(AVAILABLE RECORDS Opens)
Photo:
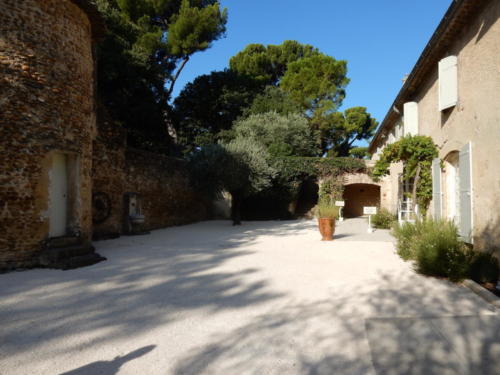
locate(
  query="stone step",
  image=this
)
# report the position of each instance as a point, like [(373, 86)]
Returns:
[(80, 261), (64, 241)]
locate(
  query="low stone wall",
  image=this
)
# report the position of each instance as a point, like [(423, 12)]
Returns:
[(161, 181), (46, 108)]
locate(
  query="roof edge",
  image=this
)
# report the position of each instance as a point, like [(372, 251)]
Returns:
[(97, 23), (423, 61)]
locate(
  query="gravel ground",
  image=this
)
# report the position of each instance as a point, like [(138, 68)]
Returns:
(AVAILABLE RECORDS Closes)
**TASK DETAILS:**
Each record above must be set down again unchanged, with its pictures left out.

**FINISHED TASK:**
Photo:
locate(
  query="stone step",
  image=this
)
# report the position of each instance as a point, like [(373, 86)]
Returns:
[(80, 261), (64, 241)]
locate(
  query="low stone wall",
  image=this
)
# report the position of each instance as a point, like [(423, 12)]
Returns:
[(161, 181), (46, 108)]
locate(
  query="roof edge",
  image=this
)
# report the position of each instance as a point, like [(372, 251)]
Returns:
[(97, 23), (423, 61)]
locate(
  query="gravel ground",
  image=this
)
# report the position of each instance as a point, like [(138, 68)]
Returns:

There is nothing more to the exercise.